*The request*
Please retype everything in the records below, from the line containing "[locate] blue sky (one point per instance)" down to the end of the records, without changing anything. Leave the pictures out of your answer.

(Excerpts of point annotation data)
- - -

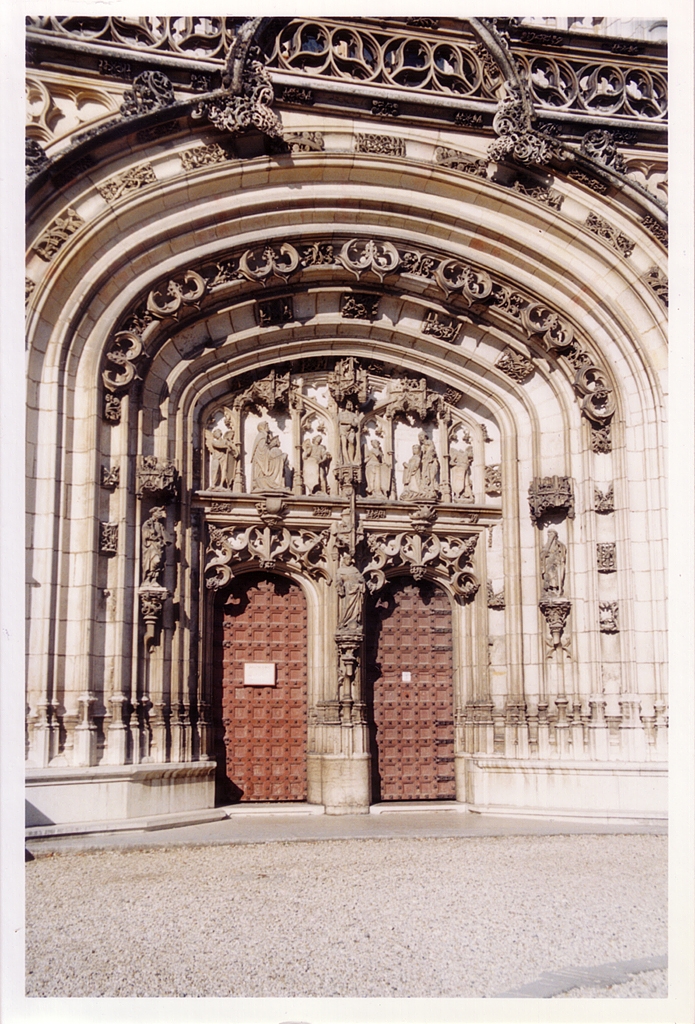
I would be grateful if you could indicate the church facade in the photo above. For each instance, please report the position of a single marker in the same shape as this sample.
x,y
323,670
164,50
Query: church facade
x,y
347,352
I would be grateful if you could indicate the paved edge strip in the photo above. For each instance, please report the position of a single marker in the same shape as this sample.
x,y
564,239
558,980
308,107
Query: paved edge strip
x,y
556,982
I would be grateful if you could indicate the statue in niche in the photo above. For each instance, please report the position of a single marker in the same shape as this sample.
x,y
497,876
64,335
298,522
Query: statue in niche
x,y
553,560
268,462
350,585
224,453
348,425
429,466
411,474
377,471
154,544
462,465
316,459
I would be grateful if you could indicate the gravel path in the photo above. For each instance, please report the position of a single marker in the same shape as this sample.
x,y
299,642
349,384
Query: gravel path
x,y
426,918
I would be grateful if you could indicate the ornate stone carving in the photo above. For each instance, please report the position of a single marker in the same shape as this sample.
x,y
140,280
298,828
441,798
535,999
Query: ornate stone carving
x,y
350,586
440,326
359,306
377,471
551,494
555,611
589,182
413,397
517,140
611,235
204,156
54,238
157,478
608,616
185,290
422,553
459,161
305,549
301,97
553,565
270,392
112,408
275,311
515,365
604,502
251,109
304,141
270,262
154,546
493,480
109,538
461,464
606,557
602,438
35,158
315,460
549,197
268,462
600,145
357,256
111,476
124,353
452,275
655,228
658,283
151,91
385,145
131,180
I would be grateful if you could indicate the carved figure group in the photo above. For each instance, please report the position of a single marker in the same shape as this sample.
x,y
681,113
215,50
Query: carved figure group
x,y
268,462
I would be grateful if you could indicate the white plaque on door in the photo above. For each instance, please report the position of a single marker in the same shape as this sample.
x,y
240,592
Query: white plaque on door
x,y
259,673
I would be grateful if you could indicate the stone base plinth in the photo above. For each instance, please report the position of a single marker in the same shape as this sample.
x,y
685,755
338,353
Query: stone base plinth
x,y
106,793
606,791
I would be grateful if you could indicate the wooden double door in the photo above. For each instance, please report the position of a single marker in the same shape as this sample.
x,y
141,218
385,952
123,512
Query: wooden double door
x,y
260,689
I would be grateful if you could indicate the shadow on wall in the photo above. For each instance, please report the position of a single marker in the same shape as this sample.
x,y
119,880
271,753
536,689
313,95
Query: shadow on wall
x,y
33,816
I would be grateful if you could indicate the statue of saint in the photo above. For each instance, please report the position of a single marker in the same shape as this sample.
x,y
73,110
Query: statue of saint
x,y
154,544
348,426
377,471
553,559
267,461
315,461
411,470
429,466
224,453
462,464
350,585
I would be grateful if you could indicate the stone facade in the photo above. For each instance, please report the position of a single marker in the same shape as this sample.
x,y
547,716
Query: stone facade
x,y
289,331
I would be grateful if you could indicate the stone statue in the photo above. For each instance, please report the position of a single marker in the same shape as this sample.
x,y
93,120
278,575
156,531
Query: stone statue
x,y
268,462
429,466
553,559
350,585
377,471
462,464
411,471
154,544
316,459
348,425
224,453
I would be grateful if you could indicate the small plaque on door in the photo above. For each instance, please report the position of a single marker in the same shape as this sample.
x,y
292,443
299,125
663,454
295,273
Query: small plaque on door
x,y
259,673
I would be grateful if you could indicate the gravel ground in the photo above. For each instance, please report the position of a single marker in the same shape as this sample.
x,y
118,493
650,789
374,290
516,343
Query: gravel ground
x,y
649,985
428,918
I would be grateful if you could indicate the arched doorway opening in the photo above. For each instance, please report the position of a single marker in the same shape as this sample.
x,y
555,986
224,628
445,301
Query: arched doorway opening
x,y
260,691
409,691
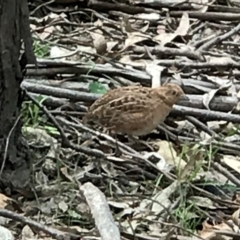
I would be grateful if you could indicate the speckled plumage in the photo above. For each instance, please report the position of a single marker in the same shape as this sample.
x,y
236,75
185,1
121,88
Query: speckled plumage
x,y
134,110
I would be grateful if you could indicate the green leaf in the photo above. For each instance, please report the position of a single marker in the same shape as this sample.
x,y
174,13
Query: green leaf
x,y
96,87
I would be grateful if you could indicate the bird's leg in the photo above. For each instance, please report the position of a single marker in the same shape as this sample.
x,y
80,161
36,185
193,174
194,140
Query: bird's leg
x,y
117,149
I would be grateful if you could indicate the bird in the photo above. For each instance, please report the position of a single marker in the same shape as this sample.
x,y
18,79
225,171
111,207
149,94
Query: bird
x,y
134,110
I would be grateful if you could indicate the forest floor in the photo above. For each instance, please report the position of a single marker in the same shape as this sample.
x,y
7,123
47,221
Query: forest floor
x,y
186,185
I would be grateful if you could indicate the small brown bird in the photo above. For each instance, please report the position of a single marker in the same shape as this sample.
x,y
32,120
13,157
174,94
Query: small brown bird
x,y
134,110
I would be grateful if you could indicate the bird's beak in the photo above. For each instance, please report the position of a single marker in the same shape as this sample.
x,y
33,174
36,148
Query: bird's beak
x,y
184,97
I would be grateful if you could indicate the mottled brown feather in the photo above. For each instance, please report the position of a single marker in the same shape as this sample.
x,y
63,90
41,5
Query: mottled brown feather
x,y
134,110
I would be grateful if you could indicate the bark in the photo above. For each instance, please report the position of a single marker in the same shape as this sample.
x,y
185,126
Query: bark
x,y
14,35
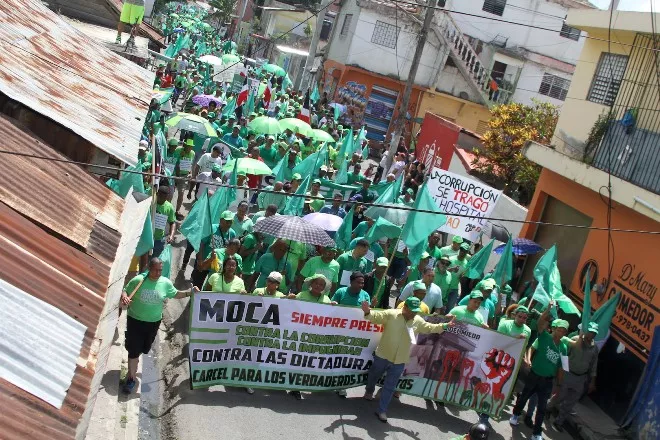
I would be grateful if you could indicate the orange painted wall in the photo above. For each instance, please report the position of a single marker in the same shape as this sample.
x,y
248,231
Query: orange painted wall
x,y
636,262
336,75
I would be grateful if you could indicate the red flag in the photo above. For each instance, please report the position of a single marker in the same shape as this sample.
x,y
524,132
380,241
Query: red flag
x,y
242,96
305,114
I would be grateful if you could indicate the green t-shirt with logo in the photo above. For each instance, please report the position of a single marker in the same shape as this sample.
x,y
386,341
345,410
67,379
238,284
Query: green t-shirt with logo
x,y
164,214
462,314
547,358
509,327
147,303
316,265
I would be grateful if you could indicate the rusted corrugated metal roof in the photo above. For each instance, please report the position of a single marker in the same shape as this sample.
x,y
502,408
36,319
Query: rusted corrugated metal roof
x,y
62,197
49,66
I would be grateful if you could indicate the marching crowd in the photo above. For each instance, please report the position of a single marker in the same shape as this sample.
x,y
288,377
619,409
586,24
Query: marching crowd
x,y
369,271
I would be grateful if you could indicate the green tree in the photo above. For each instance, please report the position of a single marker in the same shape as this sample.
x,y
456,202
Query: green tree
x,y
223,9
509,128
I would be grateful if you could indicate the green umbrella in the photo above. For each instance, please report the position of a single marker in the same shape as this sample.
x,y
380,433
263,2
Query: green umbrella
x,y
274,68
249,165
297,126
230,58
265,125
190,122
321,135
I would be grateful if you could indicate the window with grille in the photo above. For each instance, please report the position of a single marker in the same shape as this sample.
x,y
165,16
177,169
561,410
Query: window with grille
x,y
385,34
494,6
608,77
346,24
569,32
554,86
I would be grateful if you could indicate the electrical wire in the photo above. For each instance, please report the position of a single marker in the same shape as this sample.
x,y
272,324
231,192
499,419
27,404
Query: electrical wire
x,y
327,199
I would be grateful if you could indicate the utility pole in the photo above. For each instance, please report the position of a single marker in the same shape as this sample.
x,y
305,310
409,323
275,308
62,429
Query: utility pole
x,y
307,75
405,100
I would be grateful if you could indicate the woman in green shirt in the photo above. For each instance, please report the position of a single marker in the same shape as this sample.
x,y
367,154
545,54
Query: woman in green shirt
x,y
226,281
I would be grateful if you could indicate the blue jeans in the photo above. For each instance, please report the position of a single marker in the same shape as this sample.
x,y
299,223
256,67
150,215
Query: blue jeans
x,y
159,245
393,373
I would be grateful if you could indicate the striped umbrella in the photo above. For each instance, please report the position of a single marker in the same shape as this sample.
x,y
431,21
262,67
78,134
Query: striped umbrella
x,y
293,228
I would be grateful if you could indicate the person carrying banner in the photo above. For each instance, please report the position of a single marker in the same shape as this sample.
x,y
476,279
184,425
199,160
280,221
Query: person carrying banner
x,y
400,329
581,377
145,296
546,353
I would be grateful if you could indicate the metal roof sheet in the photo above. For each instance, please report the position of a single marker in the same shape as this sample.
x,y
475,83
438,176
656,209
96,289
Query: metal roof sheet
x,y
49,66
61,196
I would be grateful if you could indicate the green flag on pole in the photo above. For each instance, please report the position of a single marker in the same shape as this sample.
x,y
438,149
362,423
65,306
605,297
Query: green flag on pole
x,y
294,205
198,224
477,264
146,242
343,235
420,224
603,316
504,269
586,309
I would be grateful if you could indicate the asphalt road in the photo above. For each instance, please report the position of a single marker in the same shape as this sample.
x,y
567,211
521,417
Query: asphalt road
x,y
230,413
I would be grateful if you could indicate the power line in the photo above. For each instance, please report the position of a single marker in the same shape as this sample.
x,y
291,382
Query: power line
x,y
327,199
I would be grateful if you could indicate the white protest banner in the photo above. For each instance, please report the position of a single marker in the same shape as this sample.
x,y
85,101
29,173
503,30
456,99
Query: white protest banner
x,y
252,341
459,195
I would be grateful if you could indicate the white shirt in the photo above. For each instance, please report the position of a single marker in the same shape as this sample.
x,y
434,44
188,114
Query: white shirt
x,y
206,178
433,297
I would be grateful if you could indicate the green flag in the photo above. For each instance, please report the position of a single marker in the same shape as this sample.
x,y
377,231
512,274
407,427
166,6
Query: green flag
x,y
197,225
166,258
342,174
420,224
603,316
504,269
127,180
146,242
315,96
477,264
311,164
294,205
586,309
343,235
382,228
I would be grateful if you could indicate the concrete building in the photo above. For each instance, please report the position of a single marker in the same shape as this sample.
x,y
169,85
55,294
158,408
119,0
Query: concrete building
x,y
619,160
470,62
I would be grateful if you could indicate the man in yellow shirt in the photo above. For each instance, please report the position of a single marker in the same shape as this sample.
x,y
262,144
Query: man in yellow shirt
x,y
400,329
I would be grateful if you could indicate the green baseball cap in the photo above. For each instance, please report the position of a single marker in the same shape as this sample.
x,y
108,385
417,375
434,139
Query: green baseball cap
x,y
419,285
560,323
413,304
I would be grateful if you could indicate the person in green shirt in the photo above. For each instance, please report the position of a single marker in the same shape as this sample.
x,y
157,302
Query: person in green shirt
x,y
325,264
317,202
251,246
545,357
352,295
163,219
353,261
184,161
144,296
452,249
469,313
272,284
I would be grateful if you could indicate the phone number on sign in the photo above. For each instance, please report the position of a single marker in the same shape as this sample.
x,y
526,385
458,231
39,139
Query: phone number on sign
x,y
628,325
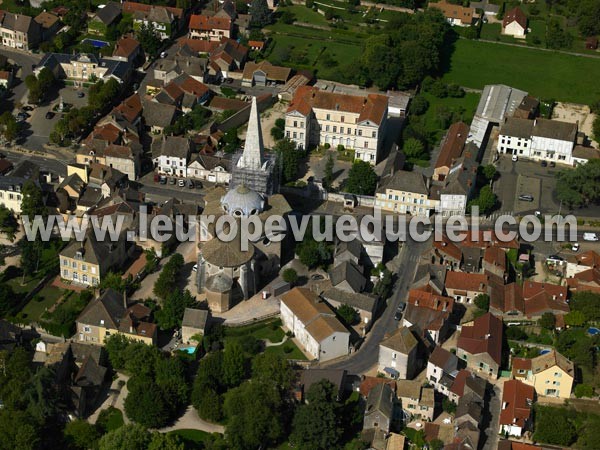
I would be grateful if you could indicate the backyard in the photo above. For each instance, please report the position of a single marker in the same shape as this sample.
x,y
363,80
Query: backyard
x,y
543,74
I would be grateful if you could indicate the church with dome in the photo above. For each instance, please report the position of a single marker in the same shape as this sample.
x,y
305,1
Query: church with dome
x,y
228,273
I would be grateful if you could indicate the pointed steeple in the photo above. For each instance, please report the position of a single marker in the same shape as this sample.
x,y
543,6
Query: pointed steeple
x,y
252,157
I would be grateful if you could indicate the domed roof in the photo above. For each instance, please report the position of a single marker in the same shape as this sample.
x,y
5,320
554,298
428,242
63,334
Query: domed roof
x,y
226,254
242,202
219,282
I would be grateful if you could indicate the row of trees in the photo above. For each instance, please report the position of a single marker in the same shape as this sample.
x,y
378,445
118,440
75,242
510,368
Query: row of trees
x,y
158,386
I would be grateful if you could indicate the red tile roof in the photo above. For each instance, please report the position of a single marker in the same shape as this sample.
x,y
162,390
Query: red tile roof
x,y
203,22
516,403
126,46
467,281
370,382
373,107
484,336
131,107
515,15
453,144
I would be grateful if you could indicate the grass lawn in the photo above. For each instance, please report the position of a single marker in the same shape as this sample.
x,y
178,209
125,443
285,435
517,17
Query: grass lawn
x,y
270,330
280,350
543,74
110,419
47,297
464,106
192,436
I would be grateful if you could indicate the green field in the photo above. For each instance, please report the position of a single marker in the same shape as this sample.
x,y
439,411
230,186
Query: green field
x,y
543,74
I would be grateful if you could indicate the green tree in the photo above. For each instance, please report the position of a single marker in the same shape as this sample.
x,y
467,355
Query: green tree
x,y
234,364
362,179
413,149
128,437
328,173
489,172
81,435
348,314
149,39
290,275
575,319
255,415
289,158
316,425
418,105
260,14
548,321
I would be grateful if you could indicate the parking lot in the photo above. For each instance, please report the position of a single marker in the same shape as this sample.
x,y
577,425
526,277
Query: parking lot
x,y
524,177
37,128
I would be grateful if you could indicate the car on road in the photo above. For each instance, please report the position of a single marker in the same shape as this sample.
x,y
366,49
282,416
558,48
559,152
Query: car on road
x,y
526,197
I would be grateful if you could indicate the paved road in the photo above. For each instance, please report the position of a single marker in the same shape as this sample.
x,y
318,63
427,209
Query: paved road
x,y
367,355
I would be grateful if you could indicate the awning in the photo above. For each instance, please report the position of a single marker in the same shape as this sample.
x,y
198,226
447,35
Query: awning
x,y
391,371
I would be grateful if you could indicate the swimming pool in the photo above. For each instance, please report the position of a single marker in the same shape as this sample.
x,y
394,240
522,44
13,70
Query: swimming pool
x,y
188,350
96,43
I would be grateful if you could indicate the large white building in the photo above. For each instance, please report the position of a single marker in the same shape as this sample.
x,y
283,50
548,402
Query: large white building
x,y
538,139
316,117
314,324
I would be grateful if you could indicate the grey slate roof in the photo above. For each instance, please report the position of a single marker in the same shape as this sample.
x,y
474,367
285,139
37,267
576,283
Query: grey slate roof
x,y
108,307
349,272
109,13
361,302
519,128
380,399
406,181
195,318
173,146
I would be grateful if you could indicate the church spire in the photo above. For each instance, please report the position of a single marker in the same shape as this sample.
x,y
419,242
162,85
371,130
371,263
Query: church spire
x,y
252,157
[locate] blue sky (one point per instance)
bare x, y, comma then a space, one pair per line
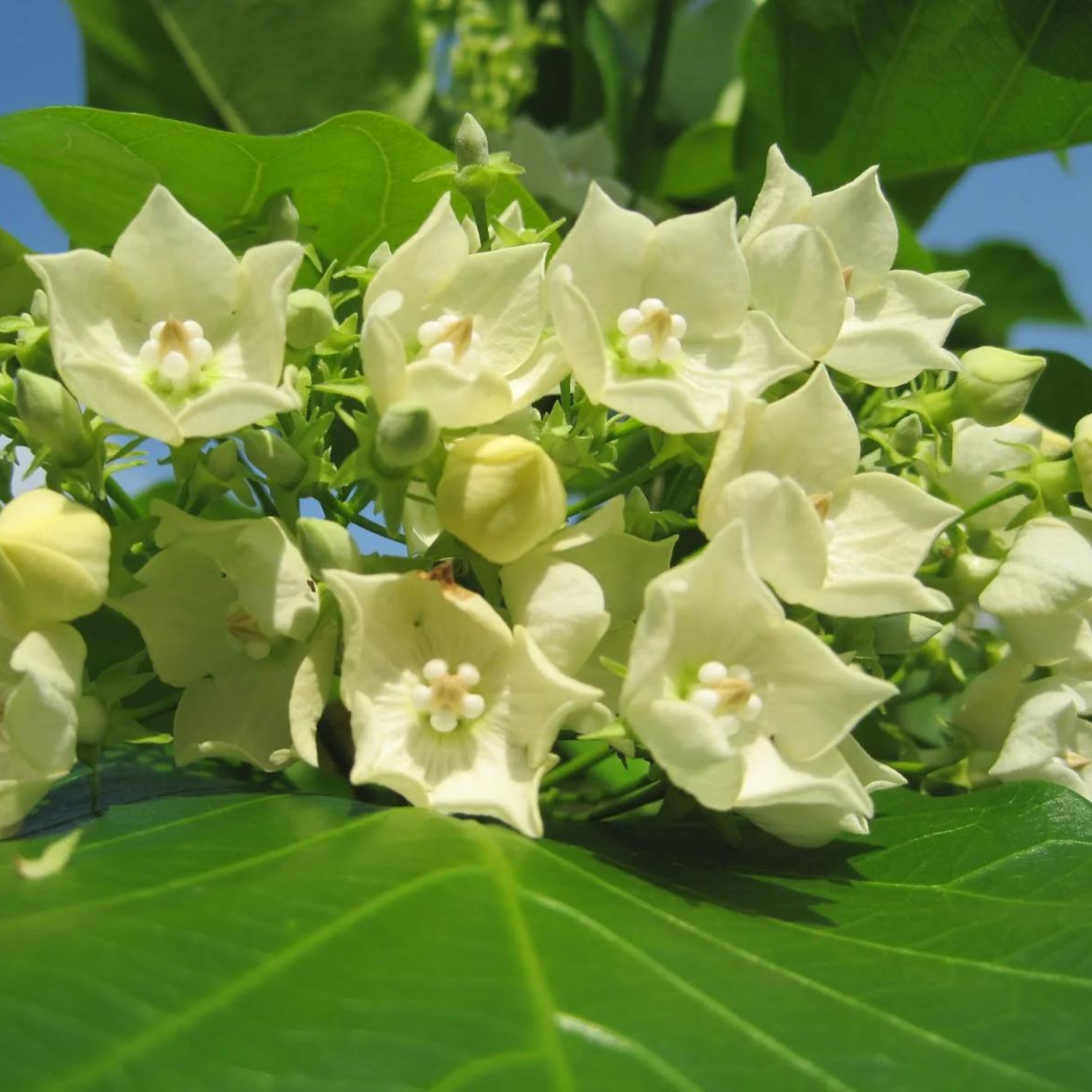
1033, 200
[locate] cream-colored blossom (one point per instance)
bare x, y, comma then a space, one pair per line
39, 686
55, 558
821, 534
821, 268
173, 336
745, 709
449, 707
653, 318
229, 612
459, 332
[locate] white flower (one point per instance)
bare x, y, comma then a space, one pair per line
821, 268
653, 318
173, 336
821, 534
229, 612
459, 332
581, 592
561, 166
39, 685
55, 557
1031, 731
449, 707
743, 708
1042, 590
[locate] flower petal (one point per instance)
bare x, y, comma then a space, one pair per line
177, 268
860, 223
695, 266
796, 279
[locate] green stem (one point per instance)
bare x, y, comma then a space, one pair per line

- - -

*Exercise solution*
[locate] blue sky (one point per instance)
bare x, y, comma then a space, one pair per line
1033, 200
[locate] cream-colored blossom (one point per instance)
bare x, y, comma then a space, one pair per line
39, 686
55, 558
821, 534
821, 268
173, 336
745, 709
449, 707
653, 318
229, 612
459, 332
[locate] white flower (one point per instance)
bare x, y, comma then a space, one pair per line
821, 268
653, 318
173, 336
821, 534
229, 612
459, 332
581, 592
561, 166
39, 685
55, 557
1031, 731
449, 707
743, 708
1042, 590
[locate] flower petal (one point per instance)
bare x, y, comma then a space, one pair per line
177, 268
860, 223
695, 266
796, 279
[locate] green stem (one point per instance)
bare x, y, comma then a space, one pair per line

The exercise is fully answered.